● Verilen Metin
# # #
Sorun Hilmi Paşa’ya ‘312 generali’, bitsin bu iş!

Ali İhsan Karahasanoğlu

Ergenekon davasında, eski Genelkurmay Başkanı Hilmi Özkök’ün, tanıklığına başvuruldu.

 “Genç subaylar rahatsız” başlığı da soruldu. “Ayışığı” da.. “Yakamoz” da..

Ama bakın cevaplara.. Şöyle dört dörtlük, muhatapları “sus-pus” edecek netlikte bir somutluk var mı?

Görebildiğim kadarı ile yok.

Ya sorunun kaynağı olan konu soyut.

Ya da Özkök’ün o konuda bilgisi tam değil.

Oysa eskiden bu yana, tekrarladığımız çok somut bir konu var.

312 general davası.

Dün Hasan Karakaya Ağabey, soruları sıraladı.

Yöneltin o soruları Hilmi Özkök’e..

Bakın darbe, nasıl dört dörtlük netlikte deşifre oluyor..

Sorarsanız sayın Özkök’e: “Kışlalara Vakit gazetesinin girmesi yasak iken, 312 general nerden haberdar olmuşlar da, ‘Onbaşı olamayacakların, general olduğu ülke’ yazısı için dava açmışlar?”

Öyle ya..
# # #
● Görev 1
Aşağıdaki satırlardan "interior" kelimesini içerenlerin hepsini olduğu gibi geri ver. Büyük-küçük harf ayrımı önemli.

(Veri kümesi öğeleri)
# # #
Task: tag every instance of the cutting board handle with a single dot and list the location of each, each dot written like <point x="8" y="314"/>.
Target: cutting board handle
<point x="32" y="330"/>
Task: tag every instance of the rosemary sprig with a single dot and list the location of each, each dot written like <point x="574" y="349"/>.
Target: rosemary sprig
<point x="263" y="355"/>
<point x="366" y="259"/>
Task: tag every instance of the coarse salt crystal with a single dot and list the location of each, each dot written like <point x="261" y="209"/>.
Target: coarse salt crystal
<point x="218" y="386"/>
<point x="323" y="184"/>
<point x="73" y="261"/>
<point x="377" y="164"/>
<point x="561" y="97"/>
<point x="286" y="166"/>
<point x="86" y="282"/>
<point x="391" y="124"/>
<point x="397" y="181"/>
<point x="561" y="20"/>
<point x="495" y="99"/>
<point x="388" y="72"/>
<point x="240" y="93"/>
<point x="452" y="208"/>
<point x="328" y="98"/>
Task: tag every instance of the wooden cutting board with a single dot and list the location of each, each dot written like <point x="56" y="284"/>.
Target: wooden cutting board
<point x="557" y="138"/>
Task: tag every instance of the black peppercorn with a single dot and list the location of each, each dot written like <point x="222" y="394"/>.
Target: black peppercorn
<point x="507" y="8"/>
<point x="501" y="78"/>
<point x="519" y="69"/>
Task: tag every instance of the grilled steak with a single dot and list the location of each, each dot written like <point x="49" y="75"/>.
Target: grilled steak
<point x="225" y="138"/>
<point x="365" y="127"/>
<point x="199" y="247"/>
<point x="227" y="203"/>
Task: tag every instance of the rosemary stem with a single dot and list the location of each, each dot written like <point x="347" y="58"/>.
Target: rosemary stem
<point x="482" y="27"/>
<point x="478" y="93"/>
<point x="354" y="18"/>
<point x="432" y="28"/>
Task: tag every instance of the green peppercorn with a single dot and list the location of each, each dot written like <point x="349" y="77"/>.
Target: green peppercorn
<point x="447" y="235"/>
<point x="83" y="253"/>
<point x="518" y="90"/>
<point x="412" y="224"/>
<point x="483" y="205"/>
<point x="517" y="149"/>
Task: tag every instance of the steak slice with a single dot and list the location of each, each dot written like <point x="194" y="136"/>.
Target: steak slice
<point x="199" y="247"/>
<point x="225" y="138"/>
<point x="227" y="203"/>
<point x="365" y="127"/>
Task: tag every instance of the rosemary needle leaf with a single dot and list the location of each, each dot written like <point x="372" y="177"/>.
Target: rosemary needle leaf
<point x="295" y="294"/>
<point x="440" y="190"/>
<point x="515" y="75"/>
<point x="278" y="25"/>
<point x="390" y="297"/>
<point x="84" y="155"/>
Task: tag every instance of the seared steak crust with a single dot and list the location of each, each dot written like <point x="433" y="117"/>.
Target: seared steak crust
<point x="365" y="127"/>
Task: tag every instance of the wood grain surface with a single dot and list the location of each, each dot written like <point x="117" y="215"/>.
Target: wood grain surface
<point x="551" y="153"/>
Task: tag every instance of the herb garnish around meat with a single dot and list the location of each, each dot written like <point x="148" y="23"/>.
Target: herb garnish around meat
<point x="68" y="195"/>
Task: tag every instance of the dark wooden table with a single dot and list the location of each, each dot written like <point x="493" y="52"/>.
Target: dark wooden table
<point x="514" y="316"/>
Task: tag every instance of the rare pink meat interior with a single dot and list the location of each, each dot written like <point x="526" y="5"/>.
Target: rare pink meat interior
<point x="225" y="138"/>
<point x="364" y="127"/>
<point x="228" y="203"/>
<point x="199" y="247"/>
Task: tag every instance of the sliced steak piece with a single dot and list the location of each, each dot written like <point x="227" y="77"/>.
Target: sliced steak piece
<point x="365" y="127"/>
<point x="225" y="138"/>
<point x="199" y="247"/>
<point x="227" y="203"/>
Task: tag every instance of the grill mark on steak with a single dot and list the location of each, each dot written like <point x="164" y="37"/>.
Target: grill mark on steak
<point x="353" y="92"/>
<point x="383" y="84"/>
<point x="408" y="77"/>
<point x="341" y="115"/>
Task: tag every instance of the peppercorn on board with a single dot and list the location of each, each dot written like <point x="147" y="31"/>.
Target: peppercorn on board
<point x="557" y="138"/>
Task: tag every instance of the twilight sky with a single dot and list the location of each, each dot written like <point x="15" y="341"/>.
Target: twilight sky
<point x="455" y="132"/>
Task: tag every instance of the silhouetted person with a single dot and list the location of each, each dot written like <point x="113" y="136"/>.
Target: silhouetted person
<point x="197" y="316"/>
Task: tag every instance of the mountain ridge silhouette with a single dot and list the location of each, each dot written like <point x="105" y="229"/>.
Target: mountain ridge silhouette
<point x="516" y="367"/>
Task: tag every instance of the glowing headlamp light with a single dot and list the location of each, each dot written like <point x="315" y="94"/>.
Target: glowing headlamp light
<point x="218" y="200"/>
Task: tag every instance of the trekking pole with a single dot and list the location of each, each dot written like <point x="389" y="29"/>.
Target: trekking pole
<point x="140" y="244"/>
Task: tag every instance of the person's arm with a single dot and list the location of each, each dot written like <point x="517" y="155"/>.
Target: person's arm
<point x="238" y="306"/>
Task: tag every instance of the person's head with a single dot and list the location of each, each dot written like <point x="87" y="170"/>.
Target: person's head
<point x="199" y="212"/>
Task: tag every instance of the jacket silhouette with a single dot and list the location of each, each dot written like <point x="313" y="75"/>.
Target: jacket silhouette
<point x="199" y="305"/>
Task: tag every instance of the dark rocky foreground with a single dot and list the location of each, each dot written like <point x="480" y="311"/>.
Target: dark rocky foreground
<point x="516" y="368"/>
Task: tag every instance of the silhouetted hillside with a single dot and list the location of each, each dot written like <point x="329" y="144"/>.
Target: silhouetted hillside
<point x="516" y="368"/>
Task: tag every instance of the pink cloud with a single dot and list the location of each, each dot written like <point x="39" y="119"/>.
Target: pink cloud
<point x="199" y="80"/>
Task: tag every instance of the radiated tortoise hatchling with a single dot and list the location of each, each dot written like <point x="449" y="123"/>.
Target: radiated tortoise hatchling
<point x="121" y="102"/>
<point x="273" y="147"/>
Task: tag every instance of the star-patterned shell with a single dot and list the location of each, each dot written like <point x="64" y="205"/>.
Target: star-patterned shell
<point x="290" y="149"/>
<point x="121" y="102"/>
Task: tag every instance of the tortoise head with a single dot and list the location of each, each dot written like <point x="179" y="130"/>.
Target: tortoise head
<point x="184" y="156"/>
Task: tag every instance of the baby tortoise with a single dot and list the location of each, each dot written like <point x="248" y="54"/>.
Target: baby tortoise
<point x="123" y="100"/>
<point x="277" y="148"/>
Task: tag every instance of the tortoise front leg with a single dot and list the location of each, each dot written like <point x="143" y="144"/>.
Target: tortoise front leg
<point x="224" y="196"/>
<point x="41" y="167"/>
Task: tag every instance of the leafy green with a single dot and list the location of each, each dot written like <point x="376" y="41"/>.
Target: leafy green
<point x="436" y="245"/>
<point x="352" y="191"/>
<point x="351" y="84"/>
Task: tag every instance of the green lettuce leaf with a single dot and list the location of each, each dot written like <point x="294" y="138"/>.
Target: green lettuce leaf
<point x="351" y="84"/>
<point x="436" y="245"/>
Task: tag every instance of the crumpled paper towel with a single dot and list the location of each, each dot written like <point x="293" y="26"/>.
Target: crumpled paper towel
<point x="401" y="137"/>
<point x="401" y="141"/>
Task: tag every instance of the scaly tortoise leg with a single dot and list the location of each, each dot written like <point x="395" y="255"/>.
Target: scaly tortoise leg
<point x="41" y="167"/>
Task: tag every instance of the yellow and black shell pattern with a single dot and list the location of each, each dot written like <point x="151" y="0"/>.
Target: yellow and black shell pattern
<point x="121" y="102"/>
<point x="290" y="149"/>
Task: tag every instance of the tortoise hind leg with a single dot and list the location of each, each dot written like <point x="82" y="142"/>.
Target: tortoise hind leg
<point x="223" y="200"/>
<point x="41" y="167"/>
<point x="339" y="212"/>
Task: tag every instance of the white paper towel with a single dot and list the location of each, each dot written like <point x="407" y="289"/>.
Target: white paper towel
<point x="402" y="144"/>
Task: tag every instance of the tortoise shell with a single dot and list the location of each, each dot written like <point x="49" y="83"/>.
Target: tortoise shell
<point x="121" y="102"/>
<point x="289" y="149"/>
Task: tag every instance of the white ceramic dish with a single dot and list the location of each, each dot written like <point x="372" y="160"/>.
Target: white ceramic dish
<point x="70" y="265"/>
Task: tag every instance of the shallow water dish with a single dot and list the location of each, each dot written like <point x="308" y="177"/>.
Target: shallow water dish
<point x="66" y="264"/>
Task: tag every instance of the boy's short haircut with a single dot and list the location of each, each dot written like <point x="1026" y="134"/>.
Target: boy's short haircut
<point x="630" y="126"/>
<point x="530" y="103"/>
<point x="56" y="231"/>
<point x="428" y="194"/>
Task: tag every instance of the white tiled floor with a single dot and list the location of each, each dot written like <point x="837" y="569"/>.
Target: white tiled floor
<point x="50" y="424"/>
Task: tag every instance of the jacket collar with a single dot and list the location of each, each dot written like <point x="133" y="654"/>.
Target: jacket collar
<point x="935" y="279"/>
# # #
● Görev 2
Yukarıdaki yazıya göre şu soruları cevapla:
(a) Hilmi Özkök'ün hangi davada tanıklığına başvurulmuş?
(b) Dün soruları kim sıralamış?
(c) 312 general hangi yazı için dava açmış?

● Yazılı Çözüm 1
Task: tag every instance of the rare pink meat interior with a single dot and list the location of each, each dot written like <point x="526" y="5"/>.
Target: rare pink meat interior

● Yazılı Çözüm 2
(a) Ergenekon davasında.
(b) Hasan Karakaya.
(c) "Onbaşı olamayacakların, general olduğu ülke" yazısı için.